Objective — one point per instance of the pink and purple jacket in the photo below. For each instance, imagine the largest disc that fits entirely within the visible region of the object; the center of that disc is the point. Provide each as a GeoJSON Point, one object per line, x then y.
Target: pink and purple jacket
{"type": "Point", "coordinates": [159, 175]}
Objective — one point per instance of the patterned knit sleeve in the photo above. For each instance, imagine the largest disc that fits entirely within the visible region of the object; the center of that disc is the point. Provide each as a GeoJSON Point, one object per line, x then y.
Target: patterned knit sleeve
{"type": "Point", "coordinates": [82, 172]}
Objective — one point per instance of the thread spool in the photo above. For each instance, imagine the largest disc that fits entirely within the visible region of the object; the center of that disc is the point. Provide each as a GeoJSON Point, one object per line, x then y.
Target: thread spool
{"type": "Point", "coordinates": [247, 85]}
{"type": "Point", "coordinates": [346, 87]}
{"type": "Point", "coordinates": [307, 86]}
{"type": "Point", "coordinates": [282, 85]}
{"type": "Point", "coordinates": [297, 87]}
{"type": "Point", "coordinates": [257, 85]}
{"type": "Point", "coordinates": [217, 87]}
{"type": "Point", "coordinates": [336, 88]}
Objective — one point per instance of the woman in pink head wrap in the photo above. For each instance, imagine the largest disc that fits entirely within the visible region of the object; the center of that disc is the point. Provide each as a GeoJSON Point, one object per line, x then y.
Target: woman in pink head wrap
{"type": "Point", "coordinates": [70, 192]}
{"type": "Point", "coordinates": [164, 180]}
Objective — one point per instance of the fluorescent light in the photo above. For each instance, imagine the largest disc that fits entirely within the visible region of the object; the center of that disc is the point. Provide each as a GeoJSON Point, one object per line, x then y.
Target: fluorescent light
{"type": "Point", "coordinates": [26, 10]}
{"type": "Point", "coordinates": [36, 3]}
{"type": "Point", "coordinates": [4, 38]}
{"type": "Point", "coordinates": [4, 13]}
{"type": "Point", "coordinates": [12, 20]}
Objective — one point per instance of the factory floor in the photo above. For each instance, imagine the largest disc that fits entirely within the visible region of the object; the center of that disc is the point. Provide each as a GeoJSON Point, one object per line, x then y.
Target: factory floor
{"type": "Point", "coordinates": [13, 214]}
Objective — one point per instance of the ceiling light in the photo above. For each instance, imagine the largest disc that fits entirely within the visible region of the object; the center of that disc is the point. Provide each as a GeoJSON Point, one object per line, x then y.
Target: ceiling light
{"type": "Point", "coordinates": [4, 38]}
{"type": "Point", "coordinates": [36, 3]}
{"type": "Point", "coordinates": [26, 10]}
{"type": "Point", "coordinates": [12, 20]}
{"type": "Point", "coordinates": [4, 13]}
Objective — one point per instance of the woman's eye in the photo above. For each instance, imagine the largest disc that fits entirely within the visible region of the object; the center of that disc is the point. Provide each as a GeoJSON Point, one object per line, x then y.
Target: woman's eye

* **ACTIVITY**: From the line that contains "Objective — one point per instance of the fluorescent" through the last line of the records above, copy every line exactly and leave out the rest.

* **YOUR SOLUTION**:
Objective — one point per instance of the fluorescent light in the photo above. For each instance, imagine the largest disc that fits entirely within the visible region of the object; the center of that disc is the point. Provide each as a GeoJSON Point, one object per line, x then y.
Target: fluorescent light
{"type": "Point", "coordinates": [26, 10]}
{"type": "Point", "coordinates": [36, 3]}
{"type": "Point", "coordinates": [4, 38]}
{"type": "Point", "coordinates": [4, 13]}
{"type": "Point", "coordinates": [12, 20]}
Objective — one point per instance of the factory floor in the photo above. For each instance, imagine the largest disc that fits entirely within the visible region of the object; the center of that disc is the point. Provide each as a GeoJSON Point, one object per line, x then y.
Target: factory floor
{"type": "Point", "coordinates": [13, 214]}
Objective — one point per instance of the ceiling light in the photo above. For each instance, imagine the largest disc that fits entirely within the visible region of the object; the center of that disc is the point. Provide each as a GeoJSON Point, one object per line, x then y.
Target: ceiling light
{"type": "Point", "coordinates": [4, 38]}
{"type": "Point", "coordinates": [36, 3]}
{"type": "Point", "coordinates": [26, 10]}
{"type": "Point", "coordinates": [12, 20]}
{"type": "Point", "coordinates": [4, 13]}
Objective — one point per instance of the woman's eye in the photo above. For each instance, imagine the largest disc that fits entirely within the visible region of the object; the center of that disc is the point. Provide each as a GeoJSON Point, one object per line, x then y.
Target: woman's eye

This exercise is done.